▶ _WHAT IS ASKED_
Every line below is to be quoted exactly, with nothing added or dropped.

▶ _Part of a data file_
§

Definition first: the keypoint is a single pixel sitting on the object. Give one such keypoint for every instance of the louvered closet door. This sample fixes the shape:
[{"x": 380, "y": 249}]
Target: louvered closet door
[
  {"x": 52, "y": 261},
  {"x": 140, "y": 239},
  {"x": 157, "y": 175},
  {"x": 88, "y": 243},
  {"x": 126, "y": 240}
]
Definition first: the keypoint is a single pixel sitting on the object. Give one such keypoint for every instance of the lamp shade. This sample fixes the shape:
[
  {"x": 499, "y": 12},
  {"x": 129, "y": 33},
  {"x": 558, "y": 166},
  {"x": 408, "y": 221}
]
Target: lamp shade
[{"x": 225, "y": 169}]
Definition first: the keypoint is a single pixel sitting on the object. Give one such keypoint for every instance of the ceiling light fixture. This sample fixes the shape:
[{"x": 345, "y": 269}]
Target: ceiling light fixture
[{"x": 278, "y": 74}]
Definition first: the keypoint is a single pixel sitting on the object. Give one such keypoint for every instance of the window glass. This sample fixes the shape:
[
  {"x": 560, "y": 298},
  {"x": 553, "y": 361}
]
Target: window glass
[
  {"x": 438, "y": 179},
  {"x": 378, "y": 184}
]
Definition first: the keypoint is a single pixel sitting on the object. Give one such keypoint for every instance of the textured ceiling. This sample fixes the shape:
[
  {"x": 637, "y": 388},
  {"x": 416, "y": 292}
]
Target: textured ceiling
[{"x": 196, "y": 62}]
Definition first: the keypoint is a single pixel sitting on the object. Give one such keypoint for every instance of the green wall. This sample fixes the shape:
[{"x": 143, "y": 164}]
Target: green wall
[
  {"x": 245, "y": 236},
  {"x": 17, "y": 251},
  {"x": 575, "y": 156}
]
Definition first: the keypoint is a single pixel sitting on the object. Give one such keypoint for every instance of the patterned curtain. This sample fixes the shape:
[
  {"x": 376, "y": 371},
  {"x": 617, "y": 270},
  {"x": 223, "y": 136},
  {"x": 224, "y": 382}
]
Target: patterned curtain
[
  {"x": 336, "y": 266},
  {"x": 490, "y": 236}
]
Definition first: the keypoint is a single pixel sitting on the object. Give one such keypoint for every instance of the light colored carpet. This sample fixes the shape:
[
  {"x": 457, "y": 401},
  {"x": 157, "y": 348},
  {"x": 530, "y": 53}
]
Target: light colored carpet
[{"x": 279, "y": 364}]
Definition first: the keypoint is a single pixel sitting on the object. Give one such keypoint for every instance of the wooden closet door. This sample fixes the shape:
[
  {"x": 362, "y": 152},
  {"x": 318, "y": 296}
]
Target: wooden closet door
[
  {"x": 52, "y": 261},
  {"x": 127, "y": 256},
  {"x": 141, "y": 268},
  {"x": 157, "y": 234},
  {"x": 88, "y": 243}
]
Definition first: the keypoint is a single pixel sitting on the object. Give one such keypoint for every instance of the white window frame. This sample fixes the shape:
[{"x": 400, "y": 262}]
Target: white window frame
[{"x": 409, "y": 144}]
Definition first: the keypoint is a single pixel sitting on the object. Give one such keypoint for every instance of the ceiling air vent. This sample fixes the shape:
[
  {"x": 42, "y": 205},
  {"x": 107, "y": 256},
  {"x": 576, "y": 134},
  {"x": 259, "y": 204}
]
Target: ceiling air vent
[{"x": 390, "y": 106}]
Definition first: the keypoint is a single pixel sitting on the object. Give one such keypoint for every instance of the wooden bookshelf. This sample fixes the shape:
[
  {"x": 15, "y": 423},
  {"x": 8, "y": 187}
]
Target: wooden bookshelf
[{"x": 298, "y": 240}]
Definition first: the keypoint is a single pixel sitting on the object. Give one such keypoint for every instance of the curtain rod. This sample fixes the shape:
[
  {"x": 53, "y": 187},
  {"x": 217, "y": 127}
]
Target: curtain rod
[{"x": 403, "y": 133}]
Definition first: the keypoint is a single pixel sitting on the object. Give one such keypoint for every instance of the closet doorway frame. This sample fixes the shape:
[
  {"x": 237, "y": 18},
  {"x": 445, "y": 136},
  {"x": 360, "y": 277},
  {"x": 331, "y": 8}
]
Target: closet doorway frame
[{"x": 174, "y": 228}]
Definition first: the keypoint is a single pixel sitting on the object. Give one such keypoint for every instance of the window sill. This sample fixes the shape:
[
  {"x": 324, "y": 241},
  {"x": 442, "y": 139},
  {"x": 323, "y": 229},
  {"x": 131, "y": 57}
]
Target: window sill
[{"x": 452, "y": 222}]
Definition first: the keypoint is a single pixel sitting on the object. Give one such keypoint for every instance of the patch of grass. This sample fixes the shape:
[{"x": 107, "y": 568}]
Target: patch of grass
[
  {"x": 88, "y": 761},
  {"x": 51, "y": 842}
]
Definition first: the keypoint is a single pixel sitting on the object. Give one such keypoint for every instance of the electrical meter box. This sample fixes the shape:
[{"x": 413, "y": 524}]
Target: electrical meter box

§

▶ _SOLVED PROBLEM_
Definition first: the keypoint is a single pixel sitting on the object. Give one such keypoint for every instance of the louvered closet door. This sample fixes the shape:
[{"x": 380, "y": 249}]
Target: louvered closet door
[
  {"x": 52, "y": 261},
  {"x": 140, "y": 239},
  {"x": 157, "y": 175},
  {"x": 88, "y": 243},
  {"x": 126, "y": 240}
]
Definition first: the keypoint is a single pixel sitting on the object. Give one such keypoint for every instance of the lamp shade. This sample fixes the shape:
[
  {"x": 499, "y": 12},
  {"x": 129, "y": 33},
  {"x": 558, "y": 166},
  {"x": 408, "y": 221}
]
Target: lamp shade
[{"x": 225, "y": 169}]
Definition first: the keypoint is a single pixel sitting on the object. Give one such keypoint for every instance of the ceiling light fixture. This sample fixes the shape:
[{"x": 345, "y": 269}]
Target: ceiling light fixture
[{"x": 278, "y": 74}]
Definition first: the keypoint is a single pixel sitting on the object. Give one such keypoint for every instance of the window glass. This sample fixes the shape:
[
  {"x": 560, "y": 298},
  {"x": 553, "y": 361}
]
Target: window glass
[
  {"x": 438, "y": 179},
  {"x": 378, "y": 184}
]
Definition first: the keypoint is a single pixel sitting on the object. Give one such keypoint for every instance of the textured ceiling. This sample fixes the shape:
[
  {"x": 637, "y": 388},
  {"x": 416, "y": 292}
]
Target: textured ceiling
[{"x": 196, "y": 62}]
Definition first: the keypoint is a single pixel sitting on the object. Give one such keypoint for every instance of the green wall. This sample fixes the shape:
[{"x": 143, "y": 164}]
Target: green wall
[
  {"x": 245, "y": 236},
  {"x": 17, "y": 251},
  {"x": 575, "y": 156}
]
Definition first: the keypoint is a single pixel sitting on the object. Give one such keypoint for every instance of the patterned curtain. This sample fixes the shape:
[
  {"x": 376, "y": 371},
  {"x": 617, "y": 270},
  {"x": 223, "y": 136},
  {"x": 224, "y": 382}
]
Target: patterned curtain
[
  {"x": 336, "y": 266},
  {"x": 490, "y": 236}
]
Definition first: the keypoint is a single pixel sitting on the object. Give one such keypoint for every instance of the light colored carpet. This sample fixes the shape:
[
  {"x": 457, "y": 401},
  {"x": 157, "y": 348},
  {"x": 530, "y": 53}
]
Target: light colored carpet
[{"x": 279, "y": 364}]
Definition first: the keypoint is a single pixel sitting on the object. Give one such keypoint for every instance of the wooden closet door. This sample fixes the shape:
[
  {"x": 362, "y": 152},
  {"x": 318, "y": 296}
]
Target: wooden closet door
[
  {"x": 52, "y": 261},
  {"x": 127, "y": 256},
  {"x": 141, "y": 268},
  {"x": 157, "y": 234},
  {"x": 88, "y": 243}
]
Definition first: the keypoint is a single pixel sitting on the object. Give one such keypoint for every instance of the white window frame. This sample fixes the shape:
[{"x": 400, "y": 262}]
Target: white window frame
[{"x": 409, "y": 144}]
Definition first: the keypoint is a single pixel sitting on the object. Give one such keypoint for every instance of the ceiling air vent. This sample fixes the shape:
[
  {"x": 42, "y": 205},
  {"x": 107, "y": 256},
  {"x": 576, "y": 134},
  {"x": 259, "y": 204}
]
Target: ceiling air vent
[{"x": 390, "y": 106}]
Definition first: the keypoint is a single pixel sitting on the object. Give one such keypoint for every instance of the wooden bookshelf. This sample fixes the shape:
[
  {"x": 15, "y": 423},
  {"x": 8, "y": 187}
]
Target: wooden bookshelf
[{"x": 298, "y": 240}]
Definition first: the keypoint is a single pixel sitting on the object. Give one such keypoint for every instance of the curtain rod. This sample fixes the shape:
[
  {"x": 53, "y": 187},
  {"x": 217, "y": 127}
]
Target: curtain rod
[{"x": 403, "y": 133}]
Definition first: the keypoint is a single pixel sitting on the object. Give one such keypoint for every instance of the closet doorway frame. This sample fixes the shape:
[
  {"x": 237, "y": 18},
  {"x": 445, "y": 136},
  {"x": 360, "y": 277},
  {"x": 331, "y": 8}
]
Target: closet doorway frame
[{"x": 174, "y": 228}]
Definition first: the keypoint is a single pixel sitting on the object. Give one such keypoint for every instance of the window sill. This sample fixes the shape:
[
  {"x": 324, "y": 241},
  {"x": 442, "y": 139},
  {"x": 323, "y": 229},
  {"x": 131, "y": 57}
]
Target: window sill
[{"x": 452, "y": 222}]
Definition first: the keypoint is a single pixel sitting on the object. Give one such keypoint for every instance of the patch of grass. This sample fixes the shape:
[{"x": 107, "y": 568}]
Target: patch of grass
[
  {"x": 88, "y": 761},
  {"x": 51, "y": 842}
]
Definition first: the keypoint is a single pixel sitting on the object. Give one such keypoint for every instance of the electrical meter box. This sample fixes the shape:
[{"x": 413, "y": 524}]
Target: electrical meter box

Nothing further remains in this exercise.